Copy out the article on drought-tolerant engineered crops below, word for word.
[EXTRACT PROVIDED — start]
UC Davis researchers led an international team that developed genetically engineered crop plants that can grow with 70 percent less irrigation water.
"This is an exciting development because it opens the door, not only to producing plants that can survive periodic droughts, but also to reducing the amount of irrigation water routinely used to grow some of the world's most important food and fiber crops," said Professor Eduardo Blumwald, who holds the Will W. Lester Endowed Chair in the Department of Plant Sciences.
Getting by with less water is important, because scientists monitoring global climate change warn that warming trends are likely to result in more frequent and widespread droughts.
When water is scarce, plants increase their chance of survival by minimizing water loss through their leaves, increasing root growth while reducing leaf growth, and dropping their older leaves.
Blumwald and UC Davis postdoctoral fellow Rosa Rivero, in collaboration with researchers in Nevada, Japan and Israel, set out to see if they could delay leaf shedding, and thereby prolong photosynthesis. They chose to study tobacco, because it is big, grows fast and is a good model for many other crops.
The team conjectured that leaf loss resulted from programmed cell death, in which a plant triggers certain genes to initiate destruction of certain cells -- in this case, leaf cells.
The researchers inserted a gene that interrupted the biochemical chain of events that normally leads to the loss of the plant's leaves during drought.
"Surprisingly, although the genetically modified tobacco plants went more than two weeks without being watered, they maintained relatively high water content and continued their photosynthetic activity throughout the dry period," Rivera said.
"In short, with only minimal reduction in yield, these plants survived on just 30 percent of the normal irrigation water -- severe drought conditions that killed all of the plants in the control group."
The researchers hope to see similar results in such plants as tomatoes, rice, wheat, canola and cotton. After greenhouse experiments, the researchers plan to carry the research forward into field trials.
[EXTRACT PROVIDED — finish]
[DATA FOR REVIEW — start]
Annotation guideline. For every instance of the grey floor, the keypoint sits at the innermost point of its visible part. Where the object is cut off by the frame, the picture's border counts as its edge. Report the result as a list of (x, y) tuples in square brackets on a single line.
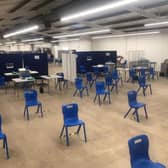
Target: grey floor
[(36, 143)]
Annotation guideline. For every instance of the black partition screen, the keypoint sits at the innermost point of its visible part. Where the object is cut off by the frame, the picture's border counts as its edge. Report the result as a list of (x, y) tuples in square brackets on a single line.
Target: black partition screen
[(90, 58), (10, 62)]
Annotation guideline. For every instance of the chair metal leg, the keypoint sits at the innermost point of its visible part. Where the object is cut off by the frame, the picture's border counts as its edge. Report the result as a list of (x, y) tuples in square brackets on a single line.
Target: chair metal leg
[(75, 92), (62, 131), (146, 114), (127, 112), (78, 129), (84, 131), (95, 98), (99, 100), (67, 136), (6, 146)]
[DATA FOR REVIEW — finish]
→ **SOLUTION TO THE EXERCISE**
UC Davis researchers led an international team that developed genetically engineered crop plants that can grow with 70 percent less irrigation water.
"This is an exciting development because it opens the door, not only to producing plants that can survive periodic droughts, but also to reducing the amount of irrigation water routinely used to grow some of the world's most important food and fiber crops," said Professor Eduardo Blumwald, who holds the Will W. Lester Endowed Chair in the Department of Plant Sciences.
Getting by with less water is important, because scientists monitoring global climate change warn that warming trends are likely to result in more frequent and widespread droughts.
When water is scarce, plants increase their chance of survival by minimizing water loss through their leaves, increasing root growth while reducing leaf growth, and dropping their older leaves.
Blumwald and UC Davis postdoctoral fellow Rosa Rivero, in collaboration with researchers in Nevada, Japan and Israel, set out to see if they could delay leaf shedding, and thereby prolong photosynthesis. They chose to study tobacco, because it is big, grows fast and is a good model for many other crops.
The team conjectured that leaf loss resulted from programmed cell death, in which a plant triggers certain genes to initiate destruction of certain cells -- in this case, leaf cells.
The researchers inserted a gene that interrupted the biochemical chain of events that normally leads to the loss of the plant's leaves during drought.
"Surprisingly, although the genetically modified tobacco plants went more than two weeks without being watered, they maintained relatively high water content and continued their photosynthetic activity throughout the dry period," Rivera said.
"In short, with only minimal reduction in yield, these plants survived on just 30 percent of the normal irrigation water -- severe drought conditions that killed all of the plants in the control group."
The researchers hope to see similar results in such plants as tomatoes, rice, wheat, canola and cotton. After greenhouse experiments, the researchers plan to carry the research forward into field trials.